● Task: Rewrite the lines from the one with "Spot the white and" through the end of the Recorded data as a two-column CSV headed label_text and coordinates. Give one row for each line beginning with "Spot", with the lines below it gathered into its coordinates field, every field quoted and line breaks turned into spaces.

[Recorded data]
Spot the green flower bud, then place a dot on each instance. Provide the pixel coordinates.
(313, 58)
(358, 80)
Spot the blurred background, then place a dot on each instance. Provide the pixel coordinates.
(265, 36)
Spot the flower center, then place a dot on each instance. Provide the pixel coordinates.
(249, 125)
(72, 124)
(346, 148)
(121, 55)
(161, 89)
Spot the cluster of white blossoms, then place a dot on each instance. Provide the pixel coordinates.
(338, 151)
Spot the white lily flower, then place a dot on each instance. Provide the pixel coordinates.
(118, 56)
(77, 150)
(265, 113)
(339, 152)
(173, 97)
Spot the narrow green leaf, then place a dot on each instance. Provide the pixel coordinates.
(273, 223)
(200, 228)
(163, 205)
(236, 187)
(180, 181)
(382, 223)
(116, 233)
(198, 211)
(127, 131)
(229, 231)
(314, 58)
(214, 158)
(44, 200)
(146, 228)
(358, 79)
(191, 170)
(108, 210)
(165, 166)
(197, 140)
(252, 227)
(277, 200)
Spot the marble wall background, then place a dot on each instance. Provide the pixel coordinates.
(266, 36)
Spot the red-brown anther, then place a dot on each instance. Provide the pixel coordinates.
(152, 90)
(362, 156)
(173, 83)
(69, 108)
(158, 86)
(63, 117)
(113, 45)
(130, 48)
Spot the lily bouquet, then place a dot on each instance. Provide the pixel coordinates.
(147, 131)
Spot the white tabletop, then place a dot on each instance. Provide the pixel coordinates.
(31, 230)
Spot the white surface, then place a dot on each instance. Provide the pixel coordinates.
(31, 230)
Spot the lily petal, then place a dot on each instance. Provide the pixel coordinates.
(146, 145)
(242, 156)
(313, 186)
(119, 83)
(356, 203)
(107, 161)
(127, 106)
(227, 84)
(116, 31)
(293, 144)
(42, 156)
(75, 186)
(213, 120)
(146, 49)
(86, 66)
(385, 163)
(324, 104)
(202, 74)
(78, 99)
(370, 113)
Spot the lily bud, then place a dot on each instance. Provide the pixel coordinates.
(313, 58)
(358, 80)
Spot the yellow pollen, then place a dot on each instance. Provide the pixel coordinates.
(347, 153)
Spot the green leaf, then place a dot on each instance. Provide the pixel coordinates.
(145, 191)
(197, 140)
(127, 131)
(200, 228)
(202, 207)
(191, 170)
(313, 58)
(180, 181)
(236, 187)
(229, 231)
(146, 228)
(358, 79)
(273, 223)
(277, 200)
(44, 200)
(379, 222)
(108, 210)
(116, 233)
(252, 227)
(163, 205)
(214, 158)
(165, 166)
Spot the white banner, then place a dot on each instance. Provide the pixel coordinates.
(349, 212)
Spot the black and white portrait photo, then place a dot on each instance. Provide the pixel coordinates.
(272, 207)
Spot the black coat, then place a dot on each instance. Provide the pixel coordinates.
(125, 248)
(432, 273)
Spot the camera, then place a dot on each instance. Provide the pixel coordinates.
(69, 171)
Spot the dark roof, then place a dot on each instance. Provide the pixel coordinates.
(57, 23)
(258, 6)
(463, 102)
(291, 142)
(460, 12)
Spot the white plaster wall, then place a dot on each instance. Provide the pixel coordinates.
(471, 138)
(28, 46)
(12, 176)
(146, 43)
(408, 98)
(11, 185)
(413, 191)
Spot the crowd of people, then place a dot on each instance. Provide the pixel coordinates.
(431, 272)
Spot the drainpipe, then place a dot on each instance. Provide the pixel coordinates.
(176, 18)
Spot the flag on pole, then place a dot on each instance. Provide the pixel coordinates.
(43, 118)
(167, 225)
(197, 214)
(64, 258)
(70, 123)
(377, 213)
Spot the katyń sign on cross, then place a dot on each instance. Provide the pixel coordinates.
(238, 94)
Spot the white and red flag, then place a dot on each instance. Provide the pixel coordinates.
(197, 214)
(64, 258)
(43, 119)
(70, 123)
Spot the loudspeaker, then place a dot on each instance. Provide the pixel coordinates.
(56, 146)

● Written response:
label_text,coordinates
"Spot the white and red flag, then place a dot on each instance. Provide the pixel coordinates.","(197, 214) (64, 258) (43, 119) (70, 123)"
"Spot the loudspeaker, then place a dot on each instance. Provide the pixel coordinates.","(56, 146)"